──────── RECORDS FOR THIS EXERCISE ────────

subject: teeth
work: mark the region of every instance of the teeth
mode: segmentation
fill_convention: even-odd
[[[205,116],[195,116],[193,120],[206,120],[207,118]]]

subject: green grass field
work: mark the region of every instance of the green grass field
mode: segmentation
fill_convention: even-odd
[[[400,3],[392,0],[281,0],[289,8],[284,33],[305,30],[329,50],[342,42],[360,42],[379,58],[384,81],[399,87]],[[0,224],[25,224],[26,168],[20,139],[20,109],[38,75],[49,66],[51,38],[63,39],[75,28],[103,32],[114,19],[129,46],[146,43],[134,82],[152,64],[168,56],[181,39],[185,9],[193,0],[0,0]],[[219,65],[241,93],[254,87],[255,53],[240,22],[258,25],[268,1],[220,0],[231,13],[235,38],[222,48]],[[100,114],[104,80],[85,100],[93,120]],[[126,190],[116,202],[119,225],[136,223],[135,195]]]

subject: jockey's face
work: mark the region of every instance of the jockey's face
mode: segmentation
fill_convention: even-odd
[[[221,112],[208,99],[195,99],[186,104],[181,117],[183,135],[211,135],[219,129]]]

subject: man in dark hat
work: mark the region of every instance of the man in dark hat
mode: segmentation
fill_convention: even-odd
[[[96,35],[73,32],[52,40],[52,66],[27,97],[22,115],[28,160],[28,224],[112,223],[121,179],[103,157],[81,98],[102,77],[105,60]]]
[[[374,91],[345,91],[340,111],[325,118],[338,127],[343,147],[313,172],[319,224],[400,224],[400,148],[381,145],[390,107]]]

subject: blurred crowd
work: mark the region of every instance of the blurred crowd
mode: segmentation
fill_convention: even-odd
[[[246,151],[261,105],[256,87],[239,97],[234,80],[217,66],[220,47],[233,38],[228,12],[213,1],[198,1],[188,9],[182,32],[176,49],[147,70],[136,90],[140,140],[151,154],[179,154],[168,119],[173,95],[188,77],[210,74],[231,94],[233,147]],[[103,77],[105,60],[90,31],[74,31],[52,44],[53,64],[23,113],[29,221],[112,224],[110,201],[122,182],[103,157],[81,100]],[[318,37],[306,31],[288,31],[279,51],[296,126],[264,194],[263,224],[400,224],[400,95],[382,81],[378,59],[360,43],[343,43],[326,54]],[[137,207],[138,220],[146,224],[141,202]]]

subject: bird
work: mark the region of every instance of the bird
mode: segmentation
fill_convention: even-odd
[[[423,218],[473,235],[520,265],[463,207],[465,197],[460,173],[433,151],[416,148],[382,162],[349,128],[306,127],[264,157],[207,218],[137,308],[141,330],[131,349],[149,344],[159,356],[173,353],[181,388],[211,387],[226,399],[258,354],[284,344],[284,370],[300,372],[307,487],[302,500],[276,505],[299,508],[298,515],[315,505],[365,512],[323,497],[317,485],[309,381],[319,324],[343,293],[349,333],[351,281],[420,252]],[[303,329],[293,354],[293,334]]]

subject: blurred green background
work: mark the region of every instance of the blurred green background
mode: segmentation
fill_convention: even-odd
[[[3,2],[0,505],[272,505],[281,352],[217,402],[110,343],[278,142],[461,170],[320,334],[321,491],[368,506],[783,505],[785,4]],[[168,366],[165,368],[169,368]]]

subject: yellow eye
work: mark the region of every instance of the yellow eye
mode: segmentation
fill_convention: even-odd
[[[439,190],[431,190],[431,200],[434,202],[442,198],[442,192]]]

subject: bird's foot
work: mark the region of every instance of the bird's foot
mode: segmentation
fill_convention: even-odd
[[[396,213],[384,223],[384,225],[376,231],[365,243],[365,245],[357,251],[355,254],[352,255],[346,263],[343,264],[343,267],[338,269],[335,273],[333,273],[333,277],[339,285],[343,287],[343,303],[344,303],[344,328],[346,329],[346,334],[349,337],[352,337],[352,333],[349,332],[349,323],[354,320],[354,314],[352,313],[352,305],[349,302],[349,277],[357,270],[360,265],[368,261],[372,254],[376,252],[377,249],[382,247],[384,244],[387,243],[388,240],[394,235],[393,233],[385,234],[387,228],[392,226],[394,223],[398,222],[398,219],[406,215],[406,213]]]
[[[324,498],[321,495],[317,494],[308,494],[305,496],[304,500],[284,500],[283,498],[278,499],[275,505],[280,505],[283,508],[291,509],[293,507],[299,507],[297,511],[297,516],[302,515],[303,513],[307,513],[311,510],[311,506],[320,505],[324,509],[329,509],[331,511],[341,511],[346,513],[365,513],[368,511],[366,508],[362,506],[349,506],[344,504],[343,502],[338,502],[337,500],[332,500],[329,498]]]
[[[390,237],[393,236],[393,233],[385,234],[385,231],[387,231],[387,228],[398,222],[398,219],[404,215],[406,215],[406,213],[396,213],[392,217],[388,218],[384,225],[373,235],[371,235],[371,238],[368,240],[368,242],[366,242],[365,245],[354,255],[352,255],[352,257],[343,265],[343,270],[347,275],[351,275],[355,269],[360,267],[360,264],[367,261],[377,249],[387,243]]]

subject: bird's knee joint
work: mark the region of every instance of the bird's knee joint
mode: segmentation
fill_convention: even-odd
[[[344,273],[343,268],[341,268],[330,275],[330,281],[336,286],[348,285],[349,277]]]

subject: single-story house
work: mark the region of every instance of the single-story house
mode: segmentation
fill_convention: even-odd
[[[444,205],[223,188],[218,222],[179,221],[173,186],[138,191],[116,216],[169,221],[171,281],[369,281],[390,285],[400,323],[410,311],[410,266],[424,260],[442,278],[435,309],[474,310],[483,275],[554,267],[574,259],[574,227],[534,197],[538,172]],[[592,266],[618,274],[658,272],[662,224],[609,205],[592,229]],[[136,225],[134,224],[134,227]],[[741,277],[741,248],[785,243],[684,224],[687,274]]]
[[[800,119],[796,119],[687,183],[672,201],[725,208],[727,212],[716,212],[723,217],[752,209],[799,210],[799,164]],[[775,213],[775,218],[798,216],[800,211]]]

────────

WORK INSTRUCTION: Transcribe the full listing above without leaving anything out.

TASK ANSWER:
subject: teeth
work: mark the region of every instance of the teeth
mode: segmentation
fill_convention: even-odd
[[[205,116],[195,116],[193,120],[206,120],[207,118]]]

subject: green grass field
work: mark the region of every instance of the green grass field
mode: segmentation
fill_convention: even-odd
[[[400,3],[392,0],[281,0],[289,8],[284,33],[305,30],[329,50],[342,42],[360,42],[379,58],[384,81],[399,87]],[[0,224],[25,224],[26,168],[20,139],[20,109],[38,75],[49,66],[51,38],[63,39],[75,28],[103,32],[114,19],[129,46],[146,43],[134,82],[152,64],[168,56],[181,39],[185,9],[193,0],[0,0]],[[219,65],[241,93],[254,87],[255,53],[240,22],[258,25],[268,1],[220,0],[231,13],[235,38],[222,48]],[[100,114],[104,80],[85,100],[93,120]],[[126,190],[116,202],[119,225],[136,223],[135,195]]]

subject: jockey's face
work: mark the region of every instance of the jockey's face
mode: segmentation
fill_convention: even-odd
[[[221,112],[208,99],[195,99],[186,104],[181,117],[183,135],[211,135],[219,129]]]

subject: man in dark hat
work: mark the region of every instance of the man in dark hat
mode: segmentation
fill_convention: even-odd
[[[96,35],[73,32],[52,40],[52,66],[27,97],[22,115],[28,160],[28,224],[112,223],[121,179],[103,157],[81,98],[102,77],[105,60]]]
[[[374,91],[345,91],[340,111],[325,118],[338,127],[343,147],[313,172],[319,224],[400,224],[400,148],[381,145],[390,107]]]

subject: blurred crowd
work: mark the region of every instance of the blurred crowd
mode: segmentation
fill_convention: even-odd
[[[246,151],[261,105],[256,87],[239,97],[234,80],[217,66],[220,47],[233,38],[228,12],[213,1],[198,1],[188,9],[182,32],[176,49],[147,70],[136,90],[140,140],[151,154],[179,154],[168,119],[173,95],[188,77],[210,74],[231,94],[233,147]],[[103,77],[105,60],[90,31],[74,31],[52,44],[53,64],[23,113],[29,221],[112,224],[110,201],[122,182],[103,157],[81,100]],[[318,37],[306,31],[288,31],[279,51],[296,126],[264,194],[263,224],[400,224],[400,95],[382,81],[378,59],[360,43],[343,43],[326,54]],[[137,207],[138,220],[146,224],[141,202]]]

subject: bird
work: mark the region of every instance of the bird
mode: segmentation
fill_convention: even-odd
[[[423,218],[473,235],[520,265],[463,207],[465,197],[460,173],[433,151],[416,148],[382,162],[349,128],[306,127],[264,157],[207,218],[137,308],[141,330],[131,349],[149,344],[159,356],[173,353],[181,388],[211,387],[226,399],[258,354],[284,344],[284,370],[300,372],[307,487],[302,500],[276,505],[299,508],[298,515],[315,505],[365,512],[323,497],[317,485],[309,381],[319,324],[343,293],[349,333],[351,281],[420,252]],[[303,329],[293,354],[293,334]]]

subject: blurred green background
work: mark the region of every instance of the blurred green background
mode: segmentation
fill_convention: even-odd
[[[3,2],[0,505],[272,505],[281,352],[217,402],[110,343],[278,142],[461,170],[320,334],[321,491],[368,506],[783,505],[785,4]],[[168,366],[165,368],[169,368]]]

subject: yellow eye
work: mark the region of every instance of the yellow eye
mode: segmentation
fill_convention: even-odd
[[[439,190],[431,190],[431,200],[434,202],[442,198],[442,192]]]

subject: bird's foot
work: mark the region of every instance of the bird's foot
mode: segmentation
fill_convention: even-odd
[[[396,213],[384,223],[384,225],[376,231],[365,243],[365,245],[357,251],[355,254],[352,255],[346,263],[343,264],[343,267],[338,269],[335,273],[333,273],[333,277],[339,285],[343,287],[343,303],[344,303],[344,328],[346,329],[346,334],[349,337],[352,337],[352,333],[349,332],[349,323],[354,320],[354,314],[352,313],[352,305],[349,302],[349,277],[357,270],[360,265],[368,261],[372,254],[376,252],[377,249],[382,247],[384,244],[387,243],[388,240],[394,235],[393,233],[385,234],[387,228],[392,226],[394,223],[398,222],[398,219],[406,215],[406,213]]]
[[[324,498],[321,495],[317,494],[308,494],[305,496],[304,500],[284,500],[283,498],[278,499],[275,505],[280,505],[283,508],[291,509],[293,507],[299,507],[297,511],[297,516],[302,515],[303,513],[307,513],[311,510],[311,506],[320,505],[324,509],[329,509],[331,511],[341,511],[346,513],[365,513],[368,511],[366,508],[362,506],[349,506],[344,504],[343,502],[338,502],[337,500],[332,500],[329,498]]]
[[[390,237],[393,236],[393,233],[385,234],[385,231],[387,231],[387,228],[398,222],[398,219],[404,215],[406,215],[406,213],[396,213],[392,217],[388,218],[384,225],[373,235],[371,235],[371,238],[368,240],[368,242],[366,242],[365,245],[354,255],[352,255],[352,257],[343,265],[343,270],[347,275],[351,275],[355,269],[360,267],[360,264],[367,261],[377,249],[387,243]]]

subject: bird's knee joint
work: mark the region of every instance of the bird's knee joint
mode: segmentation
fill_convention: even-odd
[[[344,273],[343,268],[341,268],[330,275],[330,281],[336,286],[348,285],[349,277]]]

subject: single-story house
work: mark the region of every instance of the single-story house
mode: segmentation
fill_convention: even-odd
[[[444,205],[223,188],[218,222],[179,221],[173,186],[138,191],[116,216],[169,221],[171,281],[369,281],[390,285],[400,323],[410,311],[410,266],[424,260],[442,278],[435,309],[474,310],[483,275],[554,267],[574,259],[574,227],[534,197],[538,172]],[[592,266],[618,274],[658,272],[662,224],[609,205],[592,229]],[[136,225],[134,224],[134,227]],[[741,277],[741,248],[785,243],[684,224],[687,274]]]
[[[800,119],[796,119],[687,183],[672,201],[725,208],[727,212],[716,212],[723,217],[752,209],[799,210],[799,164]],[[775,213],[775,218],[798,216],[800,211]]]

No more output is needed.